## Aim of the task
Output every line of the rows below as a Markdown table with two columns, No. and Line. Number the lines in order and leave out any blank ones.

Named-object pointing records
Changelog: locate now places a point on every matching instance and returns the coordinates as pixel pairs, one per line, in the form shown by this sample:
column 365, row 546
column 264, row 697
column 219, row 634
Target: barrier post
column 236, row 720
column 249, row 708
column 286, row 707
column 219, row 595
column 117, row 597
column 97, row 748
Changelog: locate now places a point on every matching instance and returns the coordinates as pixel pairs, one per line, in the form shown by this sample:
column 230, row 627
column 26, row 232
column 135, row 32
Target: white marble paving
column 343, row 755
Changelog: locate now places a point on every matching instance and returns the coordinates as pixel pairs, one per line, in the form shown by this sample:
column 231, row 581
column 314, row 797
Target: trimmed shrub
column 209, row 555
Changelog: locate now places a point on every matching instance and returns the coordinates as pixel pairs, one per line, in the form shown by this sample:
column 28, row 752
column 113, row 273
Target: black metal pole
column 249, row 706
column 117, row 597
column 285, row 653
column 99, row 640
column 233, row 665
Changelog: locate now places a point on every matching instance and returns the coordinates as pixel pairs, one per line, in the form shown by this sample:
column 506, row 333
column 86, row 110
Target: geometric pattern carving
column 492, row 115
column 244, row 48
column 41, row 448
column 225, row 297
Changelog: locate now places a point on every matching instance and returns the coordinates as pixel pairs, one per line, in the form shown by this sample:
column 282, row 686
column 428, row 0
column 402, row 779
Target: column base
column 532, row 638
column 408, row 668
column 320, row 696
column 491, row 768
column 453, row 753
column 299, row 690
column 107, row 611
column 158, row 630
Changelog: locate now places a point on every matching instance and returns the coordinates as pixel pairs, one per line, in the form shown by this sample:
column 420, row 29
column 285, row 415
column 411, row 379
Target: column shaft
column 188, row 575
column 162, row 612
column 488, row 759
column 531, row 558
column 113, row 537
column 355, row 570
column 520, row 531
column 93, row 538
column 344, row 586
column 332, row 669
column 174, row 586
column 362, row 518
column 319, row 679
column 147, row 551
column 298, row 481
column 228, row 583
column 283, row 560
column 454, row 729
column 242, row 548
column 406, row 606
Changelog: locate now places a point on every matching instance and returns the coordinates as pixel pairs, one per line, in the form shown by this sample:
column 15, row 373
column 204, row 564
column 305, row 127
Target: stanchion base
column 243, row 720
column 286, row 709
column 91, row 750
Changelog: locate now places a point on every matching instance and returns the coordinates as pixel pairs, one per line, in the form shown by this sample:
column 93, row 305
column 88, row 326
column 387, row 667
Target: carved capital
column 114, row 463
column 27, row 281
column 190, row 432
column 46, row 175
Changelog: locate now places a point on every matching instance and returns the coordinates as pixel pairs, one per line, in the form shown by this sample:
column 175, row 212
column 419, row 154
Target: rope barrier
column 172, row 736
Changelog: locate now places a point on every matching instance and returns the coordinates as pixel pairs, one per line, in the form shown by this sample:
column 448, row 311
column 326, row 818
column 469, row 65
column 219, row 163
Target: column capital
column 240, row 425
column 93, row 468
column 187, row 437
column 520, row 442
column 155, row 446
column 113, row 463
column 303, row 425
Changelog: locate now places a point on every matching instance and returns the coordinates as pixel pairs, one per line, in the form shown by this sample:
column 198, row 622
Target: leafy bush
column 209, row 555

## Response to the exercise
| No. | Line |
|---|---|
| 1 | Changelog: locate now places a point on every matching instance and returns the coordinates as pixel pairs, one per line, in the form shown by this sample: |
| 2 | column 365, row 546 |
| 3 | column 264, row 697 |
| 4 | column 219, row 634 |
| 5 | Target: barrier post |
| 6 | column 236, row 720 |
| 7 | column 249, row 708 |
| 8 | column 286, row 707 |
| 9 | column 219, row 595 |
| 10 | column 117, row 597 |
| 11 | column 97, row 748 |
| 12 | Changelog: locate now places a point on every matching instance and returns the coordinates as pixel pairs, one per line, in the form shown by this sample: |
| 13 | column 230, row 627 |
| 14 | column 26, row 232 |
| 15 | column 135, row 32 |
| 16 | Target: white marble paving |
| 17 | column 343, row 755 |
| 18 | Changelog: locate now places a point on every matching instance and returns the coordinates as pixel pairs, one per line, in the form shown by this sample: |
| 19 | column 231, row 581 |
| 20 | column 314, row 797 |
| 21 | Target: trimmed shrub |
| 22 | column 209, row 555 |
| 23 | Changelog: locate now places a point on every matching instance and returns the coordinates as pixel pairs, one per line, in the form shown by this sample: |
| 24 | column 28, row 752 |
| 25 | column 113, row 273 |
| 26 | Target: black metal pole |
| 27 | column 249, row 706 |
| 28 | column 117, row 597 |
| 29 | column 285, row 653 |
| 30 | column 99, row 640 |
| 31 | column 233, row 665 |
| 32 | Changelog: locate now places a point on every matching instance and returns the coordinates as pixel pairs, one per line, in the form shown by this sample: |
| 33 | column 506, row 333 |
| 34 | column 86, row 110 |
| 35 | Target: geometric pattern carving |
| 36 | column 492, row 115 |
| 37 | column 244, row 48 |
| 38 | column 41, row 448 |
| 39 | column 225, row 297 |
| 40 | Changelog: locate now places a point on every matching instance and returns the coordinates as pixel pairs, one per line, in the form shown by this sample: |
| 41 | column 282, row 686 |
| 42 | column 428, row 0 |
| 43 | column 402, row 779 |
| 44 | Target: column base |
| 45 | column 532, row 638 |
| 46 | column 408, row 668 |
| 47 | column 320, row 696 |
| 48 | column 491, row 768 |
| 49 | column 453, row 753 |
| 50 | column 299, row 690 |
| 51 | column 107, row 611 |
| 52 | column 158, row 630 |
| 53 | Changelog: locate now places a point on every matching instance and returns the coordinates as pixel pairs, one per line, in the form shown by this sample: |
| 54 | column 420, row 29 |
| 55 | column 285, row 415 |
| 56 | column 411, row 379 |
| 57 | Target: column shaft |
| 58 | column 188, row 575 |
| 59 | column 162, row 612 |
| 60 | column 488, row 759 |
| 61 | column 531, row 558 |
| 62 | column 113, row 537 |
| 63 | column 355, row 570 |
| 64 | column 520, row 531 |
| 65 | column 93, row 538 |
| 66 | column 344, row 586 |
| 67 | column 332, row 669 |
| 68 | column 174, row 586 |
| 69 | column 362, row 518 |
| 70 | column 319, row 679 |
| 71 | column 147, row 551 |
| 72 | column 298, row 481 |
| 73 | column 228, row 583 |
| 74 | column 283, row 560 |
| 75 | column 454, row 729 |
| 76 | column 242, row 548 |
| 77 | column 406, row 606 |
| 78 | Changelog: locate now places a point on every matching instance and returns the coordinates as pixel pairs, one per line, in the form shown by this sample: |
| 79 | column 15, row 373 |
| 80 | column 204, row 564 |
| 81 | column 305, row 127 |
| 82 | Target: stanchion base |
| 83 | column 243, row 720 |
| 84 | column 286, row 709 |
| 85 | column 91, row 750 |
| 86 | Changelog: locate now places a point on every matching instance and returns the coordinates as pixel pairs, one per line, in the form shown by this sample: |
| 87 | column 93, row 305 |
| 88 | column 88, row 326 |
| 89 | column 387, row 667 |
| 90 | Target: carved capital |
| 91 | column 114, row 463 |
| 92 | column 27, row 281 |
| 93 | column 190, row 432 |
| 94 | column 46, row 175 |
| 95 | Changelog: locate now places a point on every matching instance and returns the coordinates as pixel pairs, one per line, in the form shown by this sample: |
| 96 | column 175, row 212 |
| 97 | column 419, row 154 |
| 98 | Target: rope barrier |
| 99 | column 172, row 736 |
| 100 | Changelog: locate now places a point on every matching instance and returns the coordinates as pixel pairs, one per line, in the form shown by this sample: |
| 101 | column 448, row 311 |
| 102 | column 326, row 818 |
| 103 | column 469, row 65 |
| 104 | column 219, row 163 |
| 105 | Target: column capital |
| 106 | column 240, row 425 |
| 107 | column 93, row 468 |
| 108 | column 187, row 437 |
| 109 | column 520, row 442 |
| 110 | column 155, row 446 |
| 111 | column 113, row 463 |
| 112 | column 303, row 425 |
| 113 | Changelog: locate now places a point on every matching instance and returns the coordinates as pixel pairs, one per line, in the form shown by this sample: |
| 114 | column 198, row 622 |
| 115 | Target: leafy bush |
| 116 | column 209, row 555 |